▶ Problem requirements:
Find every line in the records below that contains the word "bare" and copy each of those lines.
——
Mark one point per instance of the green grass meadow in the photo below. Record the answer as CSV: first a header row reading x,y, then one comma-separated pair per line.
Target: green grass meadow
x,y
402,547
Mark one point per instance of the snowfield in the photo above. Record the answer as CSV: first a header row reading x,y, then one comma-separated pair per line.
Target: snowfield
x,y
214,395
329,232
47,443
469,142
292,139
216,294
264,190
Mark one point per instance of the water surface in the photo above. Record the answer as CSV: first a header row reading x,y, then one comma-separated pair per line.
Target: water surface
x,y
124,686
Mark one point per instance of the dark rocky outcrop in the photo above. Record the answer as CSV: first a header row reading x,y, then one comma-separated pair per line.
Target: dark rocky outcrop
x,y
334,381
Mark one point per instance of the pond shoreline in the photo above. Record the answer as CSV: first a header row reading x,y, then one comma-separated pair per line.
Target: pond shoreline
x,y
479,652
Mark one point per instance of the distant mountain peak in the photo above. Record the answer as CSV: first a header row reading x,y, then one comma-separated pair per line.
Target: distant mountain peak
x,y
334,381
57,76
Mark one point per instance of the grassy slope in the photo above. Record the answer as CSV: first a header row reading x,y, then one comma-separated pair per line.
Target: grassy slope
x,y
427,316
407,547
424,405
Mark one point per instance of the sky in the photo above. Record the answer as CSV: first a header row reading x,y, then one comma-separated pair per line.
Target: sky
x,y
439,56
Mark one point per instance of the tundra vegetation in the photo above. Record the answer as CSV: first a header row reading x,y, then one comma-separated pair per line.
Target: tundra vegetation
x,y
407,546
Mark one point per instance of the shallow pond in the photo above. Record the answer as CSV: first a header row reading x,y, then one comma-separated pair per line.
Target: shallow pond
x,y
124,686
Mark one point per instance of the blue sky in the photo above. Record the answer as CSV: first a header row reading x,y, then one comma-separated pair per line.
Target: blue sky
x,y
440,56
——
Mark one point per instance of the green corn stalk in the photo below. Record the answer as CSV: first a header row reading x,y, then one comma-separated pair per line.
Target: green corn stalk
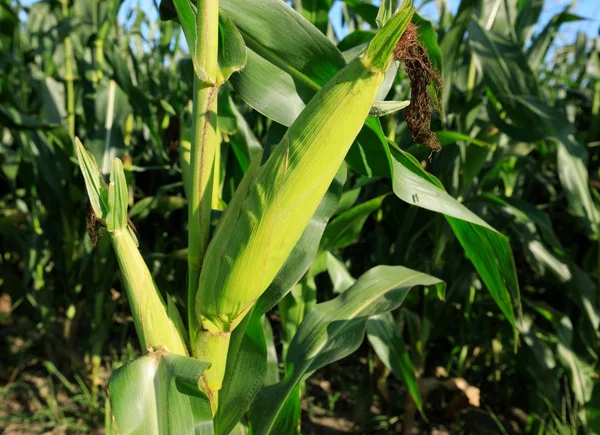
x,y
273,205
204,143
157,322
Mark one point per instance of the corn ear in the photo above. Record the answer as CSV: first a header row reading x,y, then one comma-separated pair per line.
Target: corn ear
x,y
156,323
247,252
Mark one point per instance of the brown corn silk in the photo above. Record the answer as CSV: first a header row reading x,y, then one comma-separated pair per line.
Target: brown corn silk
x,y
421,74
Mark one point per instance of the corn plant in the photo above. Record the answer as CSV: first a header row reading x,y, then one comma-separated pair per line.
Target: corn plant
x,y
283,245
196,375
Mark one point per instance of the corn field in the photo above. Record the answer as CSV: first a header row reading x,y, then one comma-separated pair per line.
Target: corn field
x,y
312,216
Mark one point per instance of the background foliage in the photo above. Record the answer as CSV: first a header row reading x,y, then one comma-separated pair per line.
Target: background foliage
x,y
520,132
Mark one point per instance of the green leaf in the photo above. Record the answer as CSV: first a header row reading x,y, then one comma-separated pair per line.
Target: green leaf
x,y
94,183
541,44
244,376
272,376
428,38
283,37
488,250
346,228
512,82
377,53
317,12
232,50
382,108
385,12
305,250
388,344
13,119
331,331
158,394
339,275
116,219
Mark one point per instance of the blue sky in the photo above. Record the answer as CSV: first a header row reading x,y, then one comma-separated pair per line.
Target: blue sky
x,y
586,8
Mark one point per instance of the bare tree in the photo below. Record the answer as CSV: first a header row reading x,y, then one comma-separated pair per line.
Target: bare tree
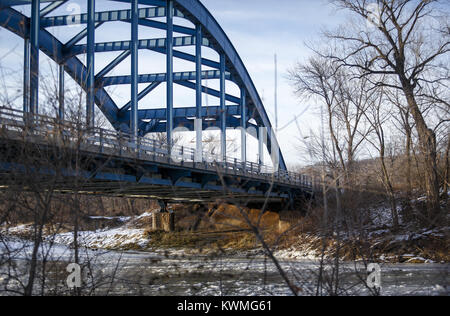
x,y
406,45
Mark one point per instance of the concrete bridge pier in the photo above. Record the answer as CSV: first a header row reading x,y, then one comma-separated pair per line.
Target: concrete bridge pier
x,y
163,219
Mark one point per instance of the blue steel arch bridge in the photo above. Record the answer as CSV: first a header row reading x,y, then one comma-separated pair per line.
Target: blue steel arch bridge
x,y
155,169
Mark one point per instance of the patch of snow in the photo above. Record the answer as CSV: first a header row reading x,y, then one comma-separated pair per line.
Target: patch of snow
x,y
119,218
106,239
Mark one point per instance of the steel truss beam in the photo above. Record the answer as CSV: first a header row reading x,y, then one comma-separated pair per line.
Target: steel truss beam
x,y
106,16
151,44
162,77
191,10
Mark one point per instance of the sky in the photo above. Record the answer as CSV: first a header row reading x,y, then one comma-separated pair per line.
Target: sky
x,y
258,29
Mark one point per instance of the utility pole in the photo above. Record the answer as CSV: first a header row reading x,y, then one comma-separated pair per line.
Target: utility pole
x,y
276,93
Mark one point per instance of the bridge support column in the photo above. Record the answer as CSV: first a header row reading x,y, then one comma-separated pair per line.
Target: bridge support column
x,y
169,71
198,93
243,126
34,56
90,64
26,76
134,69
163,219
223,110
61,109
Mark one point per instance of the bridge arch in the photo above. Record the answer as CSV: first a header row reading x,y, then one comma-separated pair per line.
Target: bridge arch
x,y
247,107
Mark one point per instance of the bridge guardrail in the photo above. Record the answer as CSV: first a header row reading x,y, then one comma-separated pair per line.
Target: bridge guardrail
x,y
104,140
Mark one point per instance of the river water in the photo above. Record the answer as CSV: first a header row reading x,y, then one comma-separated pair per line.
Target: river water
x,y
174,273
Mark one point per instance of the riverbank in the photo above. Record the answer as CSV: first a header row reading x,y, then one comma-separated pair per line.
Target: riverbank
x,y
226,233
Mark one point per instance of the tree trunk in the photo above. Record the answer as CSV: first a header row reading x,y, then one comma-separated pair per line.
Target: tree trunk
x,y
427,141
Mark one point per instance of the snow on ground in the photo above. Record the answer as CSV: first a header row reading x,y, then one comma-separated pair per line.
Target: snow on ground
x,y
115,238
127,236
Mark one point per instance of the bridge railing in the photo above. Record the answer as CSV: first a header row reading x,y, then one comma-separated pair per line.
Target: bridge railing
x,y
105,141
——
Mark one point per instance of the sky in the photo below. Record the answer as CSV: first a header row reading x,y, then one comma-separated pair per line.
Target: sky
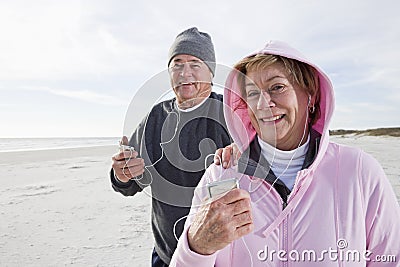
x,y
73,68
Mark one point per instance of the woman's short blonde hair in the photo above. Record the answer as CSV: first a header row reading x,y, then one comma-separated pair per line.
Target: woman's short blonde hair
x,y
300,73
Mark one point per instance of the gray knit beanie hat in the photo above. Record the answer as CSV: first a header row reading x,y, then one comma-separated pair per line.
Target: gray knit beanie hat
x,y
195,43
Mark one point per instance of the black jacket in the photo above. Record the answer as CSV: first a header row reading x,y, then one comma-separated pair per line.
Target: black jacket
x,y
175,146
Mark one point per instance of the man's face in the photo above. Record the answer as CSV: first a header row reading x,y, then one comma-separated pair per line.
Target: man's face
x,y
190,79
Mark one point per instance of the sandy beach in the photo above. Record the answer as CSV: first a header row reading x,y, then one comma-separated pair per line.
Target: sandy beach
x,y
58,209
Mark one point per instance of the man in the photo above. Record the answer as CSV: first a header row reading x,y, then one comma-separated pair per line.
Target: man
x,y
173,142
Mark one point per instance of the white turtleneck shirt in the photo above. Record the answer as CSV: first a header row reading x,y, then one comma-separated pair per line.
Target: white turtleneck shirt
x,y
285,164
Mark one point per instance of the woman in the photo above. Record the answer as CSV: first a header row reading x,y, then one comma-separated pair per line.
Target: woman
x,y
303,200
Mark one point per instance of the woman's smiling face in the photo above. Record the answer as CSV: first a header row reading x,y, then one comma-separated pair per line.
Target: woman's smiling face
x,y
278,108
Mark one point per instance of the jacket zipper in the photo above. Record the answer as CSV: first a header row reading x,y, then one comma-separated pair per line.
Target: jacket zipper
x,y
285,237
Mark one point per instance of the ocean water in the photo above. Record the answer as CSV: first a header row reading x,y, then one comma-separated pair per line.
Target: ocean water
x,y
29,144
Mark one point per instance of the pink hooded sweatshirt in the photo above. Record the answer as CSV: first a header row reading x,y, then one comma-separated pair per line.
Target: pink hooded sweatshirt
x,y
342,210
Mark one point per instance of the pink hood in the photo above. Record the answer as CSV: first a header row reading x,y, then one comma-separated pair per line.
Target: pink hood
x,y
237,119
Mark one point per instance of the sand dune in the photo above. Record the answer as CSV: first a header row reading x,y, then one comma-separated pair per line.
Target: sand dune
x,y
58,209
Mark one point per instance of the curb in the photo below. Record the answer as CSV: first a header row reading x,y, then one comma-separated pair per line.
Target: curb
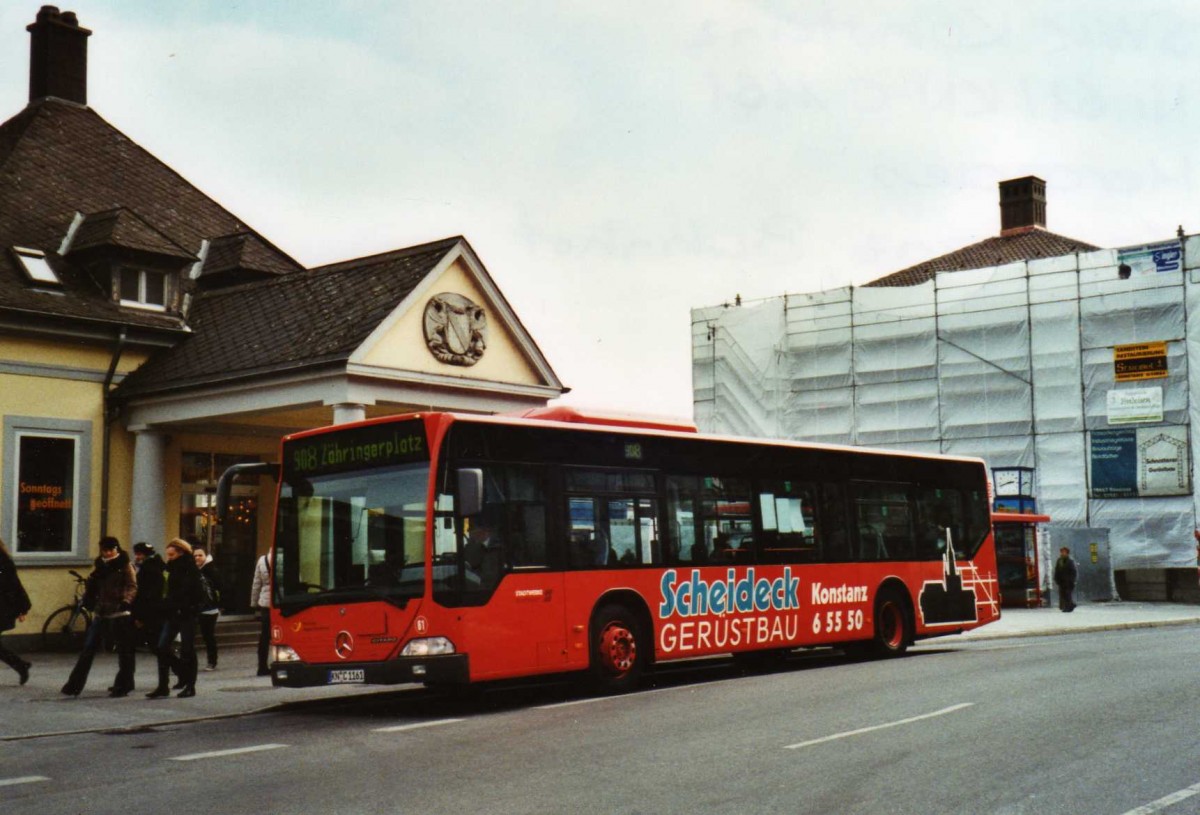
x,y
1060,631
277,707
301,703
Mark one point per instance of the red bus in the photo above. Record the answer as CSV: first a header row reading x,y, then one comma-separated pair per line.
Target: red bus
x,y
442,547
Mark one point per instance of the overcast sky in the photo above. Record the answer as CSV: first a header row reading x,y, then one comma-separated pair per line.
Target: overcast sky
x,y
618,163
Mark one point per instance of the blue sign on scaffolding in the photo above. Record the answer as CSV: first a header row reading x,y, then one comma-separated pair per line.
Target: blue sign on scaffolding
——
▶ Final answer:
Mark one point per instance of the bare tree in the photo below. Record the answer as CSV: first a header row reading x,y, then one comma-separated pair per line.
Target: bare tree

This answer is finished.